Son las nueve y cuarto de la mañana del lunes cuando suena mi móvil. Es mi pareja. Cuando me llama a esas horas sólo puede ser porque algo ha distorsionado la rutina. Y así ha sido. Un coche bomba de eta ha explotado muy cerca de su lugar de trabajo. Cada día, como tantos trabajadores en Madrid, tiene que levantarse una hora y media antes de fichar. Caminar hasta el metro, sufrir los rigores e incordios propios de los vagones atestados de gente, hacer un par de transbordos, salir del subterráneo a las afueras de la ciudad y coger un autobús (o bien ir andando) hasta el edificio de oficinas, junto a la M-40. A todos esos trabajadores, que han soportado el madrugón, el metro, el autobús, el frío de las afueras, el terrorismo los premia haciendo explotar coches bomba, acercándolos al peligro y con un susto en el cuerpo para varios días.

* Registros proporcionados:
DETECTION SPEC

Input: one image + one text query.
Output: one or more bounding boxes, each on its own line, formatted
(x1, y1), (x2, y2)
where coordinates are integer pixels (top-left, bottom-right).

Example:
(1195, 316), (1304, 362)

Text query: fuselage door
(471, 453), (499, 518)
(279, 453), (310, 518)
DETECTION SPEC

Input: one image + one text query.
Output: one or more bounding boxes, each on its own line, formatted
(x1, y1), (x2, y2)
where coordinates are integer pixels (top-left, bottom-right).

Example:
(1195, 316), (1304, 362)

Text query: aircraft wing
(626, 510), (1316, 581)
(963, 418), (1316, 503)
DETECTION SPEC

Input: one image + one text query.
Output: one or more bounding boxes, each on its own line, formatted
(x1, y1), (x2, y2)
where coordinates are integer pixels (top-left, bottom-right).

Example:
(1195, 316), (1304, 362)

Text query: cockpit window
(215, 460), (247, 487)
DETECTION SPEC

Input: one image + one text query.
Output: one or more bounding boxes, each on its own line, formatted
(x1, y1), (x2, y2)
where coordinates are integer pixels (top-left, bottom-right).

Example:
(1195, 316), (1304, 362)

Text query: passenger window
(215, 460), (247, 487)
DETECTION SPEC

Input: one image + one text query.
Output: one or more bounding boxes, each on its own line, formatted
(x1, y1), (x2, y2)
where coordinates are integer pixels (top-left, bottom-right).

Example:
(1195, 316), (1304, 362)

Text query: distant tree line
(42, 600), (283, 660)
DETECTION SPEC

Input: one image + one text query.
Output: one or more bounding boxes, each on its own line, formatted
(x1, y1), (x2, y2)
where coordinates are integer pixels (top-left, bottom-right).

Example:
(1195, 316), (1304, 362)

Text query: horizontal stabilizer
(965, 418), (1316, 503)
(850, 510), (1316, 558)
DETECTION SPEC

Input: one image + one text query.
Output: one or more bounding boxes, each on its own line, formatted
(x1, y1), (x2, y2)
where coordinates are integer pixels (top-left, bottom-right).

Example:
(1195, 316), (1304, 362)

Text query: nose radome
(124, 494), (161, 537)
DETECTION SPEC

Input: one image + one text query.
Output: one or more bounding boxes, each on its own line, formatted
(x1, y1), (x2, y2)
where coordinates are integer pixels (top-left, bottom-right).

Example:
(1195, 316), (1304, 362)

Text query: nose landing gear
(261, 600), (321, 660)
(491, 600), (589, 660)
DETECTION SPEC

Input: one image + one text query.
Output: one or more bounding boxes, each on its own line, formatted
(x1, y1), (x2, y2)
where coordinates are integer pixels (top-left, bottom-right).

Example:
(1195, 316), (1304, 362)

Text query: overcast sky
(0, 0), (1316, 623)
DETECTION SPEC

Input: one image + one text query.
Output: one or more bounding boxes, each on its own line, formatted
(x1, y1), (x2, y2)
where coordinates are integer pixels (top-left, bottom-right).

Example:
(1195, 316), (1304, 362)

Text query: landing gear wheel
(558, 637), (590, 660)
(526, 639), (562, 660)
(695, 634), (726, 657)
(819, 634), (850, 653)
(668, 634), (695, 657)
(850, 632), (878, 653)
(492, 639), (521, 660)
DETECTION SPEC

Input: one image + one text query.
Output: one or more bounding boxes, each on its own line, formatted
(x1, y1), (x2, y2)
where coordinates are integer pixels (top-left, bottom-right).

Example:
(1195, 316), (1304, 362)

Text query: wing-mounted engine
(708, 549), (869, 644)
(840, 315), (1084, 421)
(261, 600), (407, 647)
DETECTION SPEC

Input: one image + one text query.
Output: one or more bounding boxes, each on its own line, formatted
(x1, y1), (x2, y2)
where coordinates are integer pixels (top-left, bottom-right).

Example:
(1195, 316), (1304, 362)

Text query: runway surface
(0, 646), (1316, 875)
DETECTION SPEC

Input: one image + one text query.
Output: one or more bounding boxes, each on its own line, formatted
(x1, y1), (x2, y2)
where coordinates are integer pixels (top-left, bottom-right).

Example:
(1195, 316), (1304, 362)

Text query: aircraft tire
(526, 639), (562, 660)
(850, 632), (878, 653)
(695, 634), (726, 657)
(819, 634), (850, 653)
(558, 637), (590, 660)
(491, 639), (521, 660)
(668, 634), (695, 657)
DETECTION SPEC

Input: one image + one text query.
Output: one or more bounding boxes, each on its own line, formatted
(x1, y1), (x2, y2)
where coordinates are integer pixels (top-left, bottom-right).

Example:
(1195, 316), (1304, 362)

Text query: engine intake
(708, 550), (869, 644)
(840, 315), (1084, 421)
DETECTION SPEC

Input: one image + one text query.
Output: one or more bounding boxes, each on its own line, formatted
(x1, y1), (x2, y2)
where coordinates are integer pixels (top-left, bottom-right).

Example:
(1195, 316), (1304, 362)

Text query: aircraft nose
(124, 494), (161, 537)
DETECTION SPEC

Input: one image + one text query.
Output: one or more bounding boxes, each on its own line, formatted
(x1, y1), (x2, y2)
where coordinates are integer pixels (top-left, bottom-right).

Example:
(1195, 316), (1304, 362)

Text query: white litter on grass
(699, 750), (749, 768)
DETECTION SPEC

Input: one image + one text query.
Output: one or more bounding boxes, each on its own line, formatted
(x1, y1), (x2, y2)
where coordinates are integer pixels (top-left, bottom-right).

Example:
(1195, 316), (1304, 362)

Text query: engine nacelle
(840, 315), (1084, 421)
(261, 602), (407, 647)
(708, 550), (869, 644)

* Enunciado:
Transcribe del texto sobre el coche bomba en Madrid el pasaje que empieza en "Son las nueve" y termina en "para varios días.". Los registros no intervienen en este ejercicio.

* Respuesta:
Son las nueve y cuarto de la mañana del lunes cuando suena mi móvil. Es mi pareja. Cuando me llama a esas horas sólo puede ser porque algo ha distorsionado la rutina. Y así ha sido. Un coche bomba de eta ha explotado muy cerca de su lugar de trabajo. Cada día, como tantos trabajadores en Madrid, tiene que levantarse una hora y media antes de fichar. Caminar hasta el metro, sufrir los rigores e incordios propios de los vagones atestados de gente, hacer un par de transbordos, salir del subterráneo a las afueras de la ciudad y coger un autobús (o bien ir andando) hasta el edificio de oficinas, junto a la M-40. A todos esos trabajadores, que han soportado el madrugón, el metro, el autobús, el frío de las afueras, el terrorismo los premia haciendo explotar coches bomba, acercándolos al peligro y con un susto en el cuerpo para varios días.